## What to do
The listing below must be duplicated in full, with nothing altered.

## Data section

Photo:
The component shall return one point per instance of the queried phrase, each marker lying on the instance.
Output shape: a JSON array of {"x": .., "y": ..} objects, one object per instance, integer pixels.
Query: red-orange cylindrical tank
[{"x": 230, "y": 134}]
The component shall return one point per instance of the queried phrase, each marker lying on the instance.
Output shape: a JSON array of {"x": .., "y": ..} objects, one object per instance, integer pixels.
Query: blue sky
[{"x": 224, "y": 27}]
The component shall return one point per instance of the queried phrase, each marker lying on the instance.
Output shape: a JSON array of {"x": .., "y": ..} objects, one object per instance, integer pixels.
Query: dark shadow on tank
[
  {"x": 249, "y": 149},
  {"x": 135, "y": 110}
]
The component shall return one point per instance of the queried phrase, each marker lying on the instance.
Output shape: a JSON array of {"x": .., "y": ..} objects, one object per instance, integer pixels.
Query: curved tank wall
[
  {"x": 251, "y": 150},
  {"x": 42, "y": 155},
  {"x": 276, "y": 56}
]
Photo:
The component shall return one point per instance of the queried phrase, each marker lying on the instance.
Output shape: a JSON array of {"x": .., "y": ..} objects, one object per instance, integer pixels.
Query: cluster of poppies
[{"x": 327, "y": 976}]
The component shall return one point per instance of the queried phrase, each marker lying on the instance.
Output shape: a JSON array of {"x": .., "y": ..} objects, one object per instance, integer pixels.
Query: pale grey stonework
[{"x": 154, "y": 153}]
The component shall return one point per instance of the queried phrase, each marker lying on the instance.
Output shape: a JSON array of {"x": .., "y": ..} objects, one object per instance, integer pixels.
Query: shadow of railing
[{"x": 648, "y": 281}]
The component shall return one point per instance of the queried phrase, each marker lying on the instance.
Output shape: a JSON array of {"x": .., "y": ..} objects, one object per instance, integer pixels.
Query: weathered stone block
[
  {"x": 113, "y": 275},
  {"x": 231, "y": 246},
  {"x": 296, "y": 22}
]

## Output of the task
Photo:
The component shall return one point per instance of the queried phrase, each marker lying on the instance.
Output shape: a JSON array of {"x": .., "y": ..} objects, one object per instance, integer pixels.
Query: red-orange cylindrical tank
[{"x": 230, "y": 134}]
The component shall return one point per instance of the queried phrase, each marker lying on the instance.
Output shape: a JSON array of {"x": .., "y": ..} objects, one object per instance, integer pixels.
Query: blue sky
[{"x": 224, "y": 27}]
The component shall return one point per instance of the queried phrase, each marker lying on the instance.
Output shape: a JSON array of {"x": .., "y": ..} objects, one object per instance, integer pixels.
Query: dark shadow on tank
[
  {"x": 249, "y": 149},
  {"x": 135, "y": 110}
]
The component shall return one point per instance of the queried phrase, each marker lying on the instance.
Output shape: a JSON array of {"x": .., "y": ..} objects, one object per instance, integer pixels.
Query: curved tank wall
[
  {"x": 251, "y": 150},
  {"x": 42, "y": 155},
  {"x": 276, "y": 56}
]
Photo:
The component shall return one point per instance of the queried phrase, each marker lying on the instance.
Output shape: a JSON array of {"x": .., "y": ..} objects, one object per instance, integer pixels.
Query: cluster of poppies
[{"x": 327, "y": 976}]
The component shall return one point per instance of the queried phrase, each marker lying on the instance.
Output shape: a JSON array of {"x": .., "y": ..} objects, one object per instance, integer pixels.
Query: pale grey stonework
[{"x": 154, "y": 153}]
The component shall return one point per instance of the queried phrase, each marker lying on the instance.
Output shape: a JSON array of {"x": .., "y": ..} objects, one object per instance, integer pixels.
Query: shadow of railing
[{"x": 648, "y": 281}]
The component shall return one point per instance of the queried phrase, each marker lying on the instance.
Output shape: a JSON array of {"x": .., "y": ..} objects, one object per instance, integer pixels.
Query: weathered stone block
[
  {"x": 113, "y": 275},
  {"x": 231, "y": 246},
  {"x": 296, "y": 22}
]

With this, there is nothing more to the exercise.